_SOURCE_

***

U.S. Retail Pet Foods

The U.S. Retail Pet Foods segment net sales in the second quarter of 2020
decreased $18.2, reflecting a $19.5 decline related to private label products,
which was due to both planned exits and softness at certain retailers.
Volume/mix reduced net sales by 4 percentage points, primarily driven by private
label and the Natural Balance brand, partially offset by gains for the Milk-Bone
and Rachael Ray Nutrish brands. Net price realization contributed 1 percentage
point, primarily related to the Meow Mix, 9Lives, and Nature's Recipe brands,
reflecting list price increases taken during the second half of the prior year
across most brands, partially offset by increased trade spend. Segment profit
increased $13.1, primarily driven by higher net pricing, synergy realization,
and reduced marketing expense, partially offset by higher input costs and
unfavorable volume/mix.

***

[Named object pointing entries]

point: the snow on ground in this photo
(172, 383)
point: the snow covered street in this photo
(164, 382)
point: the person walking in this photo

***

Update the pet foods segment passage from "The U.S. Retail" down to "at certain retailers.", swapping "planned exits" for "planned discontinuations".

The U.S. Retail Pet Foods segment net sales in the second quarter of 2020
decreased $18.2, reflecting a $19.5 decline related to private label products,
which was due to both planned discontinuations and softness at certain retailers.